▶ [Passage to read]
===

And that then leads to an even more-advanced form of inequality in taxation policy:  the higher-income taxpayer not only pays more tax because a fixed percentage yields a higher product when multiplied by a higher amount of income; the higher-income taxpayer is also required to pay a higher percentage of his income.  For example, if I earn $200,000 per year and you earn $20,000, an “equal” tax would mean that we each pay the same annual tax – say, $10,000.  A tax that is equal as to percentage of income, rather than as to capitation, would mean, assuming a 10% rate of taxation, that I pay $20,000 in tax while you pay $2,000 in tax – I pay 10 times as much as you, though we each benefit from the same roads, bridges, and armed services.  But instead of that, what we have had as our standard model, since we started gradually unwinding the Tax Reform Act of 1986, is a tax that is quite unequal although it is commonly known by the friendly-sounding euphemism, “progressive,” under which I pay at the rate of 33% of my income ($70,000 on my $200,000 income), while you pay at only 15% of your income ($3,000 on your $20,000 income).   (In reality, you would probably pay no tax whatsoever because of  various applicable credits, deductions, exemptions, and minimums available to lower-income taxpayers, and I would only pay at the 33% rate on the portion of my income that exceeded $178,000, with the rest being taxed at lower rates.)  The Left loves this model so much that they are just dying to make the inequality of rates even greater, in their desperate zeal to be fair and just by soaking the rich.

===

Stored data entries
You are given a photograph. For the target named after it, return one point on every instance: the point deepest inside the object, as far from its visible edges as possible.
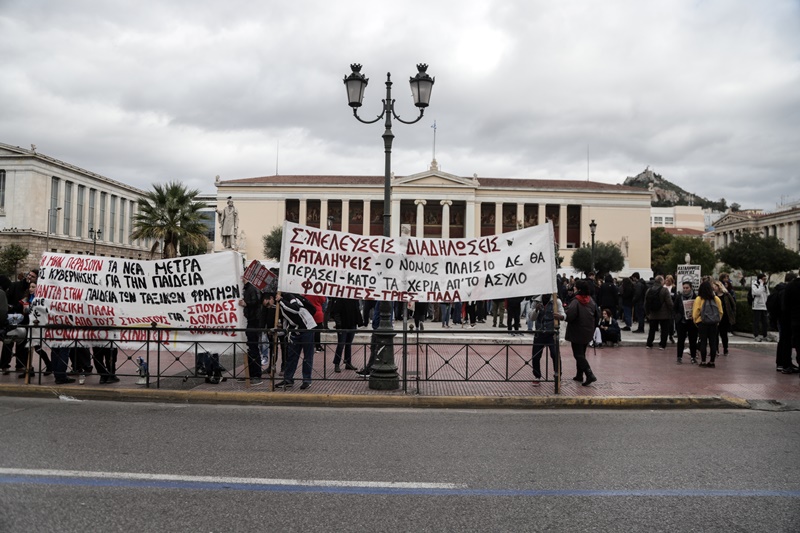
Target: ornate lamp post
(49, 225)
(593, 228)
(94, 234)
(384, 371)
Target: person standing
(658, 307)
(298, 315)
(707, 320)
(346, 318)
(728, 315)
(582, 319)
(251, 302)
(760, 292)
(684, 323)
(544, 335)
(639, 290)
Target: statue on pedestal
(229, 225)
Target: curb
(398, 401)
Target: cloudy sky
(707, 93)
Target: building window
(112, 218)
(79, 212)
(101, 223)
(52, 223)
(122, 220)
(2, 190)
(67, 207)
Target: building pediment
(435, 178)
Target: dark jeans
(300, 340)
(687, 330)
(540, 342)
(344, 343)
(663, 326)
(708, 340)
(638, 308)
(579, 353)
(760, 323)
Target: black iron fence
(144, 358)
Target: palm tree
(170, 214)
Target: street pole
(383, 375)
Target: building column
(345, 215)
(471, 228)
(446, 218)
(395, 226)
(420, 217)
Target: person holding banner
(684, 325)
(298, 315)
(582, 318)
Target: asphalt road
(97, 466)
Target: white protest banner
(333, 263)
(690, 273)
(199, 292)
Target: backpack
(709, 313)
(653, 300)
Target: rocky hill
(667, 194)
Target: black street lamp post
(94, 234)
(593, 228)
(383, 374)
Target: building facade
(47, 204)
(436, 204)
(783, 223)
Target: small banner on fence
(333, 263)
(198, 292)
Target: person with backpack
(545, 315)
(728, 314)
(298, 315)
(582, 318)
(658, 307)
(760, 292)
(707, 313)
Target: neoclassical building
(783, 223)
(437, 204)
(47, 204)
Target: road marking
(221, 480)
(17, 476)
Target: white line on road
(226, 480)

===

▶ [Task instructions]
A - According to the taxation passage, since when has the "progressive" tax been the standard model?
B - Say whether each statement agrees with the taxation passage, answering yes or no and quoting the deciding words.
(i) Under an "equal" tax, the $200,000 earner and the $20,000 earner would each pay the same annual tax.
(ii) In reality, the $200,000 earner would pay the 33% rate on the entire income.
(iii) In reality, the $20,000 earner would probably pay no tax at all.

▶ [Per-task answers]
A - Since we started gradually unwinding the Tax Reform Act of 1986.

B -
(i) Yes: "an “equal” tax would mean that we each pay the same annual tax – say, $10,000."
(ii) No: "I would only pay at the 33% rate on the portion of my income that exceeded $178,000, with the rest being taxed at lower rates."
(iii) Yes: "In reality, you would probably pay no tax whatsoever"